Rewrite the records starting at their first line and ending at the line that contains "box: [283, 165, 321, 182]", substituting "inputs" for "prompts" and leaving everything else unchanged.

___ Data supplied ___

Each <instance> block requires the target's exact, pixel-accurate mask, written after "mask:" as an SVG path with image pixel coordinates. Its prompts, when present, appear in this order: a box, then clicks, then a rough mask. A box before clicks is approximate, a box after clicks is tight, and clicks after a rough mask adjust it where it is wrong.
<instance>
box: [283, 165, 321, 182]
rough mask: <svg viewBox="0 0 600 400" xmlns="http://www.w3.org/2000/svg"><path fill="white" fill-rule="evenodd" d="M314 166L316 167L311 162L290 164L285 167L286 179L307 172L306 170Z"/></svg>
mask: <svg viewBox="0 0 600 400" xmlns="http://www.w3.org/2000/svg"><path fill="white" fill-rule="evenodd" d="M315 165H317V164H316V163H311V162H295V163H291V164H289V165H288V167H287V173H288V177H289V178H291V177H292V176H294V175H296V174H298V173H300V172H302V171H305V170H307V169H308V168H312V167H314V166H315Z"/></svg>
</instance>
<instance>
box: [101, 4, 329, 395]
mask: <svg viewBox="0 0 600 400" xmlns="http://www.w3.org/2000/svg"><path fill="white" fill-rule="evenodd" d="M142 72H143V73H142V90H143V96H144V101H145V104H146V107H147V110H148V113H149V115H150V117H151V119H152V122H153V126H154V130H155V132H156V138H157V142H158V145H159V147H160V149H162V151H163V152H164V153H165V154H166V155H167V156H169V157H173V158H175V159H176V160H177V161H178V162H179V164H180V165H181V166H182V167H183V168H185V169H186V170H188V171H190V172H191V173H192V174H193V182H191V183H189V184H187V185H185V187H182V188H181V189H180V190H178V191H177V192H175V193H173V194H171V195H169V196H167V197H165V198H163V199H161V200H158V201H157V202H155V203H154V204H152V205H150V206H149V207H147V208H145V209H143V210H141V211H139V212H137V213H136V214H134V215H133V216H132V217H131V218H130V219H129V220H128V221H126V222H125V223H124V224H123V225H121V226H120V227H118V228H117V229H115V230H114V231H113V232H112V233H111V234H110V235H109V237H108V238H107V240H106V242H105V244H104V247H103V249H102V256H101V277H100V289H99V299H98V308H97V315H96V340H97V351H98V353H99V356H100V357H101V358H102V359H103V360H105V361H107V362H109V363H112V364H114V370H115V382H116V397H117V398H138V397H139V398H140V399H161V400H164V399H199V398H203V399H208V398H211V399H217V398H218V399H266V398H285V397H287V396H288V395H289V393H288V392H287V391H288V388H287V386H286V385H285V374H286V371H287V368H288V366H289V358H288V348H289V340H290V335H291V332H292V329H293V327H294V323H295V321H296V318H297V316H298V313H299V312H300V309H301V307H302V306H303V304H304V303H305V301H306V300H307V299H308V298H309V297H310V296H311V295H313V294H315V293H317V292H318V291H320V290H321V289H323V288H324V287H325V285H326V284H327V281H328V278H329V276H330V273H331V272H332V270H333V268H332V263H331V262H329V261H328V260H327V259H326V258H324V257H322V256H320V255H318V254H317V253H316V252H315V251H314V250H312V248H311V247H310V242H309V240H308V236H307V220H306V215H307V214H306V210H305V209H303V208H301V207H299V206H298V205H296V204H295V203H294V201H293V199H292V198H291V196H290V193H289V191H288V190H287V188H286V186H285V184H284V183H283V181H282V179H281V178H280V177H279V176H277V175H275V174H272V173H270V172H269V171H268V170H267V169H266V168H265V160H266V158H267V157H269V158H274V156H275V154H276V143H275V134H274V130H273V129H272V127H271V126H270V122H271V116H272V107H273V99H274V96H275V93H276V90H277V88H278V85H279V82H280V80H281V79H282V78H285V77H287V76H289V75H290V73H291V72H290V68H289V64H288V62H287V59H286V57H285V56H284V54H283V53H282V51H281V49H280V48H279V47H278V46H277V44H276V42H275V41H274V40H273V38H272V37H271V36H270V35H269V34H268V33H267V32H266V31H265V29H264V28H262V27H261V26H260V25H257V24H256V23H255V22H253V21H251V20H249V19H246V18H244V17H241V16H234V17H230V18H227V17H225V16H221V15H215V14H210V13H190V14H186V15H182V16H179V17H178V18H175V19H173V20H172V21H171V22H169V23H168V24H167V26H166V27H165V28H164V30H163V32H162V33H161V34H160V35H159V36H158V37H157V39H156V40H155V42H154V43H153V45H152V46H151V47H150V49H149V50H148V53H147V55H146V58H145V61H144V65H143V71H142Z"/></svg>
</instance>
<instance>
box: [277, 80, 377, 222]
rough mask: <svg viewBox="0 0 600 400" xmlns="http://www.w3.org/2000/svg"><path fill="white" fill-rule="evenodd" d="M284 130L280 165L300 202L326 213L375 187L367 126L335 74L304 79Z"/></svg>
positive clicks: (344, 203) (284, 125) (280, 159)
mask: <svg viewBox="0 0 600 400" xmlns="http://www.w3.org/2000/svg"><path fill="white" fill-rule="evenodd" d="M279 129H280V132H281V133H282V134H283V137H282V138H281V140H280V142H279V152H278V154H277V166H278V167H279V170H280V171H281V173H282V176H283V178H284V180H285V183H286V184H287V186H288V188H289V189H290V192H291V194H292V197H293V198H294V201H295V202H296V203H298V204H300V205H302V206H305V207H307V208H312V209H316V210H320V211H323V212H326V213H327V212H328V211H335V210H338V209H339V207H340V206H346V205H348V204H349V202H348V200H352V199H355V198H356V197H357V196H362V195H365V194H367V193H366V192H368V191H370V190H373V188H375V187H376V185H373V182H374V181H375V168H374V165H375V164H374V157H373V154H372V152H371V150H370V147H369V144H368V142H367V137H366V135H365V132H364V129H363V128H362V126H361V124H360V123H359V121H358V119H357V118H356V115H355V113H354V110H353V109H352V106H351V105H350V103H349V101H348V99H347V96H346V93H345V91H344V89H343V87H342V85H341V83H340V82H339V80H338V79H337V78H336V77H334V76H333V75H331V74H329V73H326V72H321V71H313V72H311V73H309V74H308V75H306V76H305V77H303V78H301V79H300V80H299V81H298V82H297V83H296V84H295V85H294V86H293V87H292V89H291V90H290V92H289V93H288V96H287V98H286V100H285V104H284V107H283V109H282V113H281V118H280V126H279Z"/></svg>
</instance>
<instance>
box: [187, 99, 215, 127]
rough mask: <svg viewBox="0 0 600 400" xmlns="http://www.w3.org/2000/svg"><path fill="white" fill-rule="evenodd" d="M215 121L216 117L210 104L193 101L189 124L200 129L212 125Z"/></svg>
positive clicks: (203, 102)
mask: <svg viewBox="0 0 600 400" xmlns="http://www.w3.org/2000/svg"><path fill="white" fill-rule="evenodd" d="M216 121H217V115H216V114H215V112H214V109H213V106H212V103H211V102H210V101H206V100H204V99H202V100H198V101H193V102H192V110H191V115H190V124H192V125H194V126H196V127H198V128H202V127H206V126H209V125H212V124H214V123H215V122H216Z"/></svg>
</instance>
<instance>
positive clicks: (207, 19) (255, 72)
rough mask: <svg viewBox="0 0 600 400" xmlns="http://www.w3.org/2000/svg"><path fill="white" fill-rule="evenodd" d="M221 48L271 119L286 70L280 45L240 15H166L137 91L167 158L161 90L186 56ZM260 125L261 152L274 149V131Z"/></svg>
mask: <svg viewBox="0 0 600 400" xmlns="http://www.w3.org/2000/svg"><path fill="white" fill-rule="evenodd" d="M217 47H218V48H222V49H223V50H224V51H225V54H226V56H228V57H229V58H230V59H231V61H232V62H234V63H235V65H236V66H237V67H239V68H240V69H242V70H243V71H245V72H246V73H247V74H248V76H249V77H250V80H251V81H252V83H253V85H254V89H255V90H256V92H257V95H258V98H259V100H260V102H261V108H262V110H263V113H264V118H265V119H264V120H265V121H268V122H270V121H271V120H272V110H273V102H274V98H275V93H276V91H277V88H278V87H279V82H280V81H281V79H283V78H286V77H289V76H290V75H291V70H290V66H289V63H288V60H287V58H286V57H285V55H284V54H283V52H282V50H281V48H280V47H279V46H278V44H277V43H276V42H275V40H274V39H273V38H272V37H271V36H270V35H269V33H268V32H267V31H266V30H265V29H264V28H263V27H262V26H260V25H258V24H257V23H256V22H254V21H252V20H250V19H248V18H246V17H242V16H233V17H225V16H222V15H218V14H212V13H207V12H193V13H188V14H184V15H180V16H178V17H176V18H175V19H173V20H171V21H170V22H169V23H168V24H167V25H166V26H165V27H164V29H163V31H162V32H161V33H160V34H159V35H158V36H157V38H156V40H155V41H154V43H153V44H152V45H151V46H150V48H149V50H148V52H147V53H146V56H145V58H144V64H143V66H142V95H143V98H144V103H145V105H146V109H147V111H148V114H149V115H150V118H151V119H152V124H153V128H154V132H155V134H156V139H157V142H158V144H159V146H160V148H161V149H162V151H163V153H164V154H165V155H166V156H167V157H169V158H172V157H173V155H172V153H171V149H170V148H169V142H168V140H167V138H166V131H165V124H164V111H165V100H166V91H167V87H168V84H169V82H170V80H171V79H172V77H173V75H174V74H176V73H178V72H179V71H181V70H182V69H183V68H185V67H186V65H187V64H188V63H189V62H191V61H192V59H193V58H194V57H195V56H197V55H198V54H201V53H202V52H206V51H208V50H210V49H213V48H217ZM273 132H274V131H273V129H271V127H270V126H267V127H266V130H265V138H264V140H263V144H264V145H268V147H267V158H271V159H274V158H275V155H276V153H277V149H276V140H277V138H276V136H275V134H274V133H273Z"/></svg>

___

Written answer:
Each <instance> block requires the target's exact, pixel-accurate mask, written after "mask:" as an SVG path with image pixel coordinates. Its inputs, when present, appear in this order: a box, then clicks, then a rough mask. A box before clicks is approximate, a box after clicks is tight, and clicks after a rough mask adjust it where it is wrong.
<instance>
box: [283, 165, 321, 182]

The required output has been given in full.